We komen langzaam in een ritme. Om de drie, vier uur een flesje en ‘s nachts minimaal één keer uit de veren. Vannacht was het vier uur. Ik heb mijn podcastverzameling nu bijna compleet en luister met één oor naar Brams gedrink, met mijn andere naar OVT, Labyrint of Today in Parliament. Heel soms hoor ik stemmen in de straat. Voor de rest is het zo vroeg in de ochtend heerlijk rustig. Ik kan me goed voorstellen dat mensen dit vroege uur kiezen om te werken. Ik ben zelf een avond mens – ik ontwaak pas na acht uur.
Bram is dus een modelbaby. Natuurlijk is hij onrustig – ‘s avonds tussen een uur of acht en elf. Dan kan hij brommend in de box liggen. Aandacht is het enige dat werkt. Als hij niet op schoot mag, blijft hij trappelen en in de lucht zoeken naar houvast. Hij overstrekt zijn korte, kromme pootjes en slaakt diepe zuchten van onvrede. En met wat kussens strategisch gerangschikt is het prima toeven voor de televisie. Bram vindt alles goed – dat Feyenoord weer eens won zelfs uitstekend. Hij stak regelmatig zijn armen juichend in de lucht.

Overzicht
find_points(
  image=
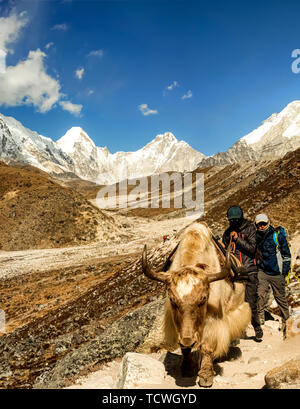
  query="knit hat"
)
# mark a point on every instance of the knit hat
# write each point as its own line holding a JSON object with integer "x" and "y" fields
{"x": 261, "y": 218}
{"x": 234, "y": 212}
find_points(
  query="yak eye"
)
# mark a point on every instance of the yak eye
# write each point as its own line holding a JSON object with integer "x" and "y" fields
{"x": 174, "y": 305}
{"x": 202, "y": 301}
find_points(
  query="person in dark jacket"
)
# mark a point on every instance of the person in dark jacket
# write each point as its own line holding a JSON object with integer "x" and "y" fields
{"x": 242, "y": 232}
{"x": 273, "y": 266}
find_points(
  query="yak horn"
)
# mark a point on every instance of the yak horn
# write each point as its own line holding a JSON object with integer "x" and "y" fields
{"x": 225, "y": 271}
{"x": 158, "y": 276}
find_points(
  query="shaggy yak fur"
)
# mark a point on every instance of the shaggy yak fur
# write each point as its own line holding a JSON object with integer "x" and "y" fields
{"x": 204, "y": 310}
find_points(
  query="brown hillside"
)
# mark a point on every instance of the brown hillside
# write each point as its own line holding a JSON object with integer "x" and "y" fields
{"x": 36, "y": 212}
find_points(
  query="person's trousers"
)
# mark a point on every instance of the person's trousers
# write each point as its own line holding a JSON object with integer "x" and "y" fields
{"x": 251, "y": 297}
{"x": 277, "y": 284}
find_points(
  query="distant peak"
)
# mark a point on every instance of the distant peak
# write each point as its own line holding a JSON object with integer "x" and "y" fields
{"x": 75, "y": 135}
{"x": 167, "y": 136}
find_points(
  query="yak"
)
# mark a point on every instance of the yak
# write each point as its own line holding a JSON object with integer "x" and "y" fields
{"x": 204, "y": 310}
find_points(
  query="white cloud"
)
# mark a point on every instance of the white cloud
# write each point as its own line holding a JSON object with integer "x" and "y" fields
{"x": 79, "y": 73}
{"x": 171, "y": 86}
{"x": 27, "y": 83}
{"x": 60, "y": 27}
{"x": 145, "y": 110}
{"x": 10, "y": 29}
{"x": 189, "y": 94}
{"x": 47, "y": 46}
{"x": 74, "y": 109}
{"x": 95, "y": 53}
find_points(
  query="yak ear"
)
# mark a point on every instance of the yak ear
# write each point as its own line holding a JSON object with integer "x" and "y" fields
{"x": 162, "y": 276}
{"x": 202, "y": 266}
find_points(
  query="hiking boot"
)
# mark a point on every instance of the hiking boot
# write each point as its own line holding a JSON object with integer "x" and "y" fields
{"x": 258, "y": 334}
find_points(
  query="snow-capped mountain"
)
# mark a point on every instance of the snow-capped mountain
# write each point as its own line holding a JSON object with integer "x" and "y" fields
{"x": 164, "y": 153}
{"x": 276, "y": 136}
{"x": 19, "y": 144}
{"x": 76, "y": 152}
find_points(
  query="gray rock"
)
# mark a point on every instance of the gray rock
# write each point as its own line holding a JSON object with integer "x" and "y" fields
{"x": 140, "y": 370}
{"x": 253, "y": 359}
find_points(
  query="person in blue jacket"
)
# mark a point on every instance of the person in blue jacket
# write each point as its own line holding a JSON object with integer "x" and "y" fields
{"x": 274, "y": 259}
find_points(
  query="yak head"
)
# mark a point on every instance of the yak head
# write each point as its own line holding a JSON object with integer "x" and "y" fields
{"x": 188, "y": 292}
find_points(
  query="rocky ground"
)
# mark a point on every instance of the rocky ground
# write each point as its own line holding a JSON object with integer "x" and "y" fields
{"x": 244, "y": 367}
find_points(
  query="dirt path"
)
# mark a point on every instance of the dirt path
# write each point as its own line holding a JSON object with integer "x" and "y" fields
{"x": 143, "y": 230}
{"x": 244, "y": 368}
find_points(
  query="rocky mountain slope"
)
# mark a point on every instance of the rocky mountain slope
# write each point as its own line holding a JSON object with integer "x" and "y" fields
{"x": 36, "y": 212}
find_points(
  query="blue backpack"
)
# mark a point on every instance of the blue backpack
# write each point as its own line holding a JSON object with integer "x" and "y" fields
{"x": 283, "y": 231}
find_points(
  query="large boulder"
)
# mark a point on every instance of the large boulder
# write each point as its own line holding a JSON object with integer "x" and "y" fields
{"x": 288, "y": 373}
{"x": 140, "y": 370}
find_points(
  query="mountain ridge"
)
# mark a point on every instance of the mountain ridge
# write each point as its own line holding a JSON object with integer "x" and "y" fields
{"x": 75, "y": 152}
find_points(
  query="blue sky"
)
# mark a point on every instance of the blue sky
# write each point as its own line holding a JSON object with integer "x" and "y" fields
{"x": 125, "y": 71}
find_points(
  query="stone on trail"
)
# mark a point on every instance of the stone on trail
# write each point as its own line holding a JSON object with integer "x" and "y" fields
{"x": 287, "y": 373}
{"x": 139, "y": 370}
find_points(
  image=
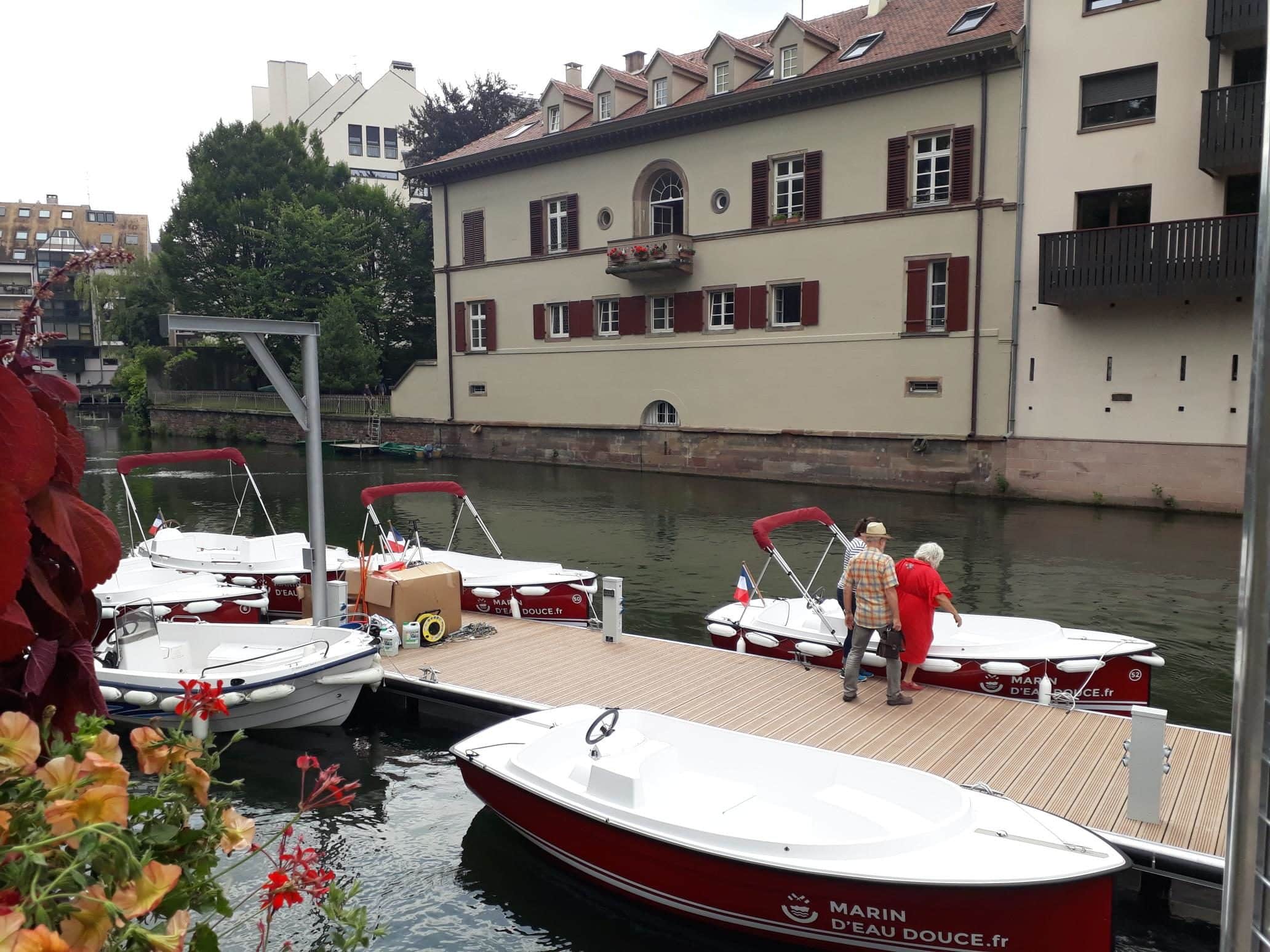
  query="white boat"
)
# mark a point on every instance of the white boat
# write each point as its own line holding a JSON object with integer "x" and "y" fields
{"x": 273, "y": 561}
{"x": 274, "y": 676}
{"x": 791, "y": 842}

---

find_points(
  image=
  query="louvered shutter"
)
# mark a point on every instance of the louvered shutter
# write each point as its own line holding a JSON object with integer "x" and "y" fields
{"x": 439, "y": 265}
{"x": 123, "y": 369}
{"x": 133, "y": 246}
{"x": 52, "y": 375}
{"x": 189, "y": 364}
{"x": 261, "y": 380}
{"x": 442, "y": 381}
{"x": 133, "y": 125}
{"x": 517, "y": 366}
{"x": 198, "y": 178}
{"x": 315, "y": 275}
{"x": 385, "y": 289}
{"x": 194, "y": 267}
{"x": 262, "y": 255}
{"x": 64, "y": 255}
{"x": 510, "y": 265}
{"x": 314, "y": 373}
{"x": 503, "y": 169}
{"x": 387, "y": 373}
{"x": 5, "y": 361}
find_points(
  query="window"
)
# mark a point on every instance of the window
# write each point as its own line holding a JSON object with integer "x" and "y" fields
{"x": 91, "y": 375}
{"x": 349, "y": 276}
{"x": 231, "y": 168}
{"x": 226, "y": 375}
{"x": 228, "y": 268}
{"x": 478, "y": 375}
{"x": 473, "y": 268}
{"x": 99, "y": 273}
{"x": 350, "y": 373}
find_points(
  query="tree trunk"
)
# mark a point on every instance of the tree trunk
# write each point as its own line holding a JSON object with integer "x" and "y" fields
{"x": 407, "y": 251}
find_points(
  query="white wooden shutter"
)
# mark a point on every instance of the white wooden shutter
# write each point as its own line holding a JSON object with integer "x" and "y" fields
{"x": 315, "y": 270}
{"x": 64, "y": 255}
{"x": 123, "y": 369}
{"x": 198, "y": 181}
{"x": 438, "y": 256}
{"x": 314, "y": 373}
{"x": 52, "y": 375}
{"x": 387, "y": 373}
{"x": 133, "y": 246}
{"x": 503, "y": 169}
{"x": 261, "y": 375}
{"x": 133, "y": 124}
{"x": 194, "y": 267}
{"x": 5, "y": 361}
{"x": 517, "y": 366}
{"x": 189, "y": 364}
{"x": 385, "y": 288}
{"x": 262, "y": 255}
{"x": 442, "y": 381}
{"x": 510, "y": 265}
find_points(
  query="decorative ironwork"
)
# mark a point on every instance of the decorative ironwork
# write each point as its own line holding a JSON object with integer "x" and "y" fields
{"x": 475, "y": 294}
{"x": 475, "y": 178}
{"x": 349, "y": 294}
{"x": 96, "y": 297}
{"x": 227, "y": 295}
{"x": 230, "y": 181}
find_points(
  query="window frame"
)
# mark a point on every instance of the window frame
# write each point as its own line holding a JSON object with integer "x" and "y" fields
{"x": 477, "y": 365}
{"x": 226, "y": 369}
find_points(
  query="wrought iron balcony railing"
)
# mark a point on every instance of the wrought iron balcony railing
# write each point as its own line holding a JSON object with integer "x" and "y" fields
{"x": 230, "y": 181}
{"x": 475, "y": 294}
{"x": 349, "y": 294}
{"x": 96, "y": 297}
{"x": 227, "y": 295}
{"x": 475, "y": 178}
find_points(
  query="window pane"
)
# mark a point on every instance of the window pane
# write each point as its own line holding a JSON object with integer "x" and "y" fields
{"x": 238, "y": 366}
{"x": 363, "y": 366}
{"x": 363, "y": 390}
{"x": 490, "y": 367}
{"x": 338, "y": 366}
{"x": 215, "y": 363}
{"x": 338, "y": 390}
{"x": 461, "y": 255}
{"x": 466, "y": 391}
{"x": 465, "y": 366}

Opdrachten
[1] Beantwoord deze vragen met de tekst over baby Bram:
(a) Hoe vaak krijgt Bram een flesje?
(b) Hoe laat was het vannacht toen de schrijver opstond?
(c) Welke club won, tot grote vreugde van Bram?
[2] Noem alle podcasts die in de tekst over baby Bram bij naam genoemd worden.
[3] Pak de tekst over baby Bram op na de laatste zin en schrijf hem verder.
De rijen komen uit een andere bron dan de tekst over baby Bram.

Antwoorden
[1]
(a) Om de drie, vier uur.
(b) Vier uur.
(c) Feyenoord.

[2] OVT, Labyrint, Today in Parliament

[3]
Is drie zwaarder dan twee? Ja. Meer dan bij twee kinderen die na half acht heerlijk slapen, is Bram een bron van constante zorg. Als hij zijn drie uur slaap pakt, zijn de twee andere jongens wel wakker, anders ik wel zo godvergeten moe dat ik nauwelijks puf heb om echt te genieten. Het huishouden wacht, de nieuwe fles, de kruik, een luier, het beddengoed, de was … Wie heel graag iets voor zichzelf wil doen en dat nodig heeft om op te laden, moet nog even wachten met een derde.
En ‘s nachts is het niet veel beter. Eergisteren was Bram om twee uur wakker, Teun om drie uur, had Otto om vier uur in zijn bed gespuugd van alle Sinterklaasstress, moest Brammejte om vijf uur weer een fles, kon ik om zes uur even slapen om om half zeven door Otto gewekt te worden. Zwarte Piet had vast wat in zijn schoen gedaan. Hij had immers zo mooi gezongen toen hij de schoen zette? En dan blij zijn voor die kleine rooie die zo blij is met een handje pepernoten (wat prima lukt, want Otto is ervan overtuigd dat Zwarte Piet keurig het bovenlicht weer heeft dichtgedaan. Hoe leugenachtig kan je als ouder zijn?).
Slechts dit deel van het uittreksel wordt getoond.